**Aim of the task:**
Print all of the data exactly, but drop the pictures.

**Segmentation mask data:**
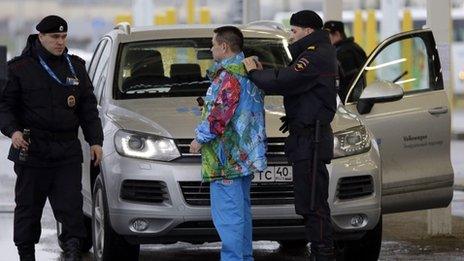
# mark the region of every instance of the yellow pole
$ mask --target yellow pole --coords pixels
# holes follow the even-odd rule
[[[132,14],[125,13],[116,15],[116,17],[114,18],[114,24],[116,25],[122,22],[128,22],[129,24],[132,24]]]
[[[370,54],[377,46],[377,19],[375,18],[375,11],[367,11],[367,24],[366,24],[366,53]],[[373,64],[371,64],[372,66]],[[368,73],[366,76],[367,84],[372,83],[376,78],[375,71]]]
[[[155,24],[156,25],[164,25],[164,24],[167,24],[166,23],[166,14],[164,13],[157,13],[155,15]]]
[[[177,14],[174,7],[169,7],[166,10],[166,22],[167,24],[177,24]]]
[[[195,0],[187,0],[187,24],[195,23]]]
[[[202,7],[200,9],[200,24],[211,23],[211,10],[208,7]]]
[[[410,31],[413,29],[413,22],[412,22],[412,15],[409,9],[405,9],[403,12],[403,22],[401,25],[401,29],[403,32]],[[403,89],[405,91],[409,91],[413,89],[413,84],[418,83],[420,76],[416,77],[416,73],[413,71],[413,55],[412,55],[412,40],[403,40],[401,41],[401,54],[406,61],[403,63],[403,71],[407,71],[408,74],[405,76],[408,79],[416,78],[417,80],[414,82],[407,82],[403,84]],[[404,80],[404,79],[403,79]]]
[[[366,51],[369,54],[377,46],[377,19],[375,18],[375,11],[367,11],[367,25],[366,25]]]
[[[211,10],[203,6],[200,8],[200,24],[211,24]],[[198,64],[201,67],[201,75],[206,75],[206,70],[213,64],[212,60],[199,60]]]
[[[353,36],[356,43],[364,48],[364,22],[361,10],[354,12]]]

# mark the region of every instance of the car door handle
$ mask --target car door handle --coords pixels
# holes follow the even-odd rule
[[[429,109],[429,113],[432,115],[445,114],[448,112],[448,107],[435,107]]]

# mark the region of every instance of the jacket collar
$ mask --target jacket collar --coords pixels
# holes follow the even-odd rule
[[[213,80],[218,75],[218,73],[222,72],[223,70],[241,74],[241,70],[239,67],[243,67],[242,60],[244,58],[245,55],[243,54],[243,52],[240,52],[234,56],[223,59],[219,62],[215,62],[214,65],[211,66],[210,69],[208,69],[208,77],[210,78],[210,80]]]
[[[68,52],[68,48],[65,48],[63,54],[65,54],[67,52]],[[47,51],[47,49],[45,49],[42,46],[42,44],[40,43],[38,34],[31,34],[27,38],[26,47],[24,47],[21,55],[30,55],[30,56],[32,56],[34,58],[38,58],[39,54],[46,61],[59,60],[59,59],[63,58],[63,54],[60,55],[60,56],[56,56],[56,55],[50,53],[49,51]]]

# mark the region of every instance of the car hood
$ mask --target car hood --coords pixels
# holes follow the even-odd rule
[[[268,137],[283,137],[280,117],[285,115],[282,97],[268,96],[265,102]],[[151,98],[114,101],[107,116],[120,128],[170,138],[193,138],[201,111],[196,97]],[[334,132],[360,125],[357,116],[338,106],[332,122]]]

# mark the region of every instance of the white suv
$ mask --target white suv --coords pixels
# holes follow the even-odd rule
[[[285,31],[241,28],[246,56],[257,55],[267,68],[291,60]],[[101,39],[89,75],[104,158],[100,168],[85,158],[82,180],[92,234],[86,247],[93,241],[97,260],[136,260],[145,243],[218,240],[200,156],[188,152],[200,115],[196,98],[209,86],[213,29],[120,25]],[[254,239],[303,247],[292,170],[278,131],[282,98],[267,95],[265,109],[269,167],[255,174],[251,187]],[[450,112],[430,30],[380,44],[339,102],[332,128],[329,204],[345,258],[377,259],[382,214],[449,204]]]

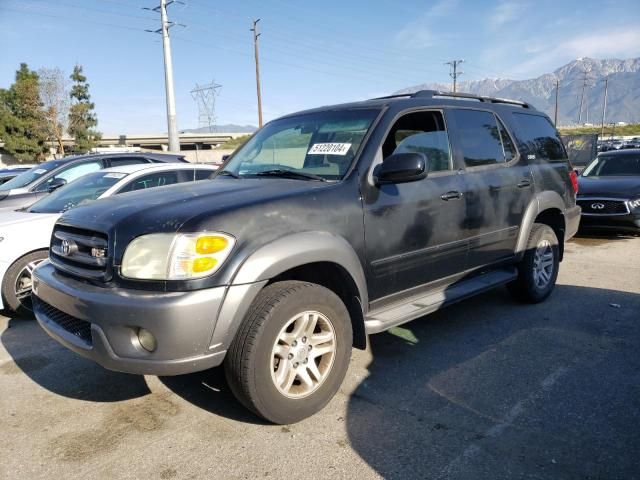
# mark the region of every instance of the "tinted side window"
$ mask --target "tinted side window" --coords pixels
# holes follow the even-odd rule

**Problem solution:**
# mark the region of every instance of the yellow pole
$ mask --target yellow pole --coords pixels
# holes follow the even-odd rule
[[[132,14],[125,13],[116,15],[116,17],[114,18],[114,24],[116,25],[122,22],[128,22],[129,24],[132,24]]]
[[[370,54],[377,46],[377,19],[375,18],[375,11],[367,11],[367,24],[366,24],[366,53]],[[373,64],[371,64],[372,66]],[[368,73],[366,76],[367,84],[372,83],[376,78],[375,71]]]
[[[155,24],[156,25],[164,25],[164,24],[167,24],[166,23],[166,14],[164,13],[157,13],[155,15]]]
[[[177,14],[174,7],[169,7],[166,10],[166,22],[167,24],[177,24]]]
[[[195,0],[187,0],[187,24],[195,23]]]
[[[202,7],[200,9],[200,24],[211,23],[211,10],[208,7]]]
[[[410,31],[413,29],[413,22],[412,22],[412,15],[409,9],[405,9],[403,12],[403,22],[401,25],[401,29],[403,32]],[[403,89],[405,91],[409,91],[413,89],[413,84],[418,83],[420,76],[416,77],[416,73],[413,71],[413,55],[412,55],[412,40],[403,40],[401,41],[401,54],[406,61],[403,63],[403,71],[407,71],[408,74],[405,76],[408,79],[416,78],[417,80],[414,82],[407,82],[403,84]],[[404,80],[404,79],[403,79]]]
[[[366,51],[369,54],[377,46],[377,19],[375,18],[375,11],[367,11],[367,25],[366,25]]]
[[[211,10],[203,6],[200,8],[200,24],[211,24]],[[198,64],[201,67],[201,75],[206,75],[206,70],[213,64],[212,60],[199,60]]]
[[[353,36],[356,43],[364,48],[364,22],[361,10],[354,12]]]

# mark the region of every instance of the car door handle
$ mask --target car door handle --coords pixels
# holes follow the even-odd rule
[[[429,109],[429,113],[432,115],[445,114],[448,112],[448,107],[435,107]]]

# mark the region of every instance of the jacket collar
$ mask --target jacket collar --coords pixels
# holes follow the even-odd rule
[[[213,80],[218,75],[218,73],[222,72],[223,70],[241,74],[241,70],[239,67],[243,67],[242,60],[244,58],[245,55],[243,54],[243,52],[240,52],[234,56],[223,59],[219,62],[215,62],[214,65],[211,66],[210,69],[208,69],[208,77],[210,78],[210,80]]]
[[[68,52],[68,48],[65,48],[63,54],[65,54],[67,52]],[[47,51],[47,49],[45,49],[42,46],[42,44],[40,43],[38,34],[31,34],[27,38],[26,47],[24,47],[21,55],[30,55],[30,56],[32,56],[34,58],[38,58],[39,54],[46,61],[59,60],[59,59],[63,58],[63,54],[60,55],[60,56],[56,56],[56,55],[50,53],[49,51]]]

# mark the region of every instance of the car hood
$ mask --target car hood --coords pixels
# holes follow the even-odd rule
[[[268,137],[283,137],[280,117],[285,115],[282,97],[268,96],[265,102]],[[151,98],[114,101],[107,116],[120,128],[170,138],[193,138],[201,111],[196,97]],[[334,132],[360,125],[357,116],[338,106],[332,122]]]

# mark the region of every instance of the white suv
$ mask --target white suv --coords pixels
# holes follow the even-odd rule
[[[285,31],[241,28],[246,56],[257,55],[267,68],[291,60]],[[101,39],[89,75],[104,158],[100,168],[85,158],[82,180],[92,234],[86,247],[93,241],[97,260],[136,260],[145,243],[218,240],[200,156],[188,152],[200,115],[196,98],[209,86],[213,29],[120,25]],[[254,239],[303,247],[292,170],[278,131],[282,98],[267,95],[265,109],[269,167],[255,174],[251,187]],[[450,112],[430,30],[380,44],[339,102],[332,128],[329,204],[345,258],[377,259],[382,214],[449,204]]]

# mark the region of every instance of the "tinted side window"
$ mask --target "tinted side window" --coords pixels
# holes follow the even-odd rule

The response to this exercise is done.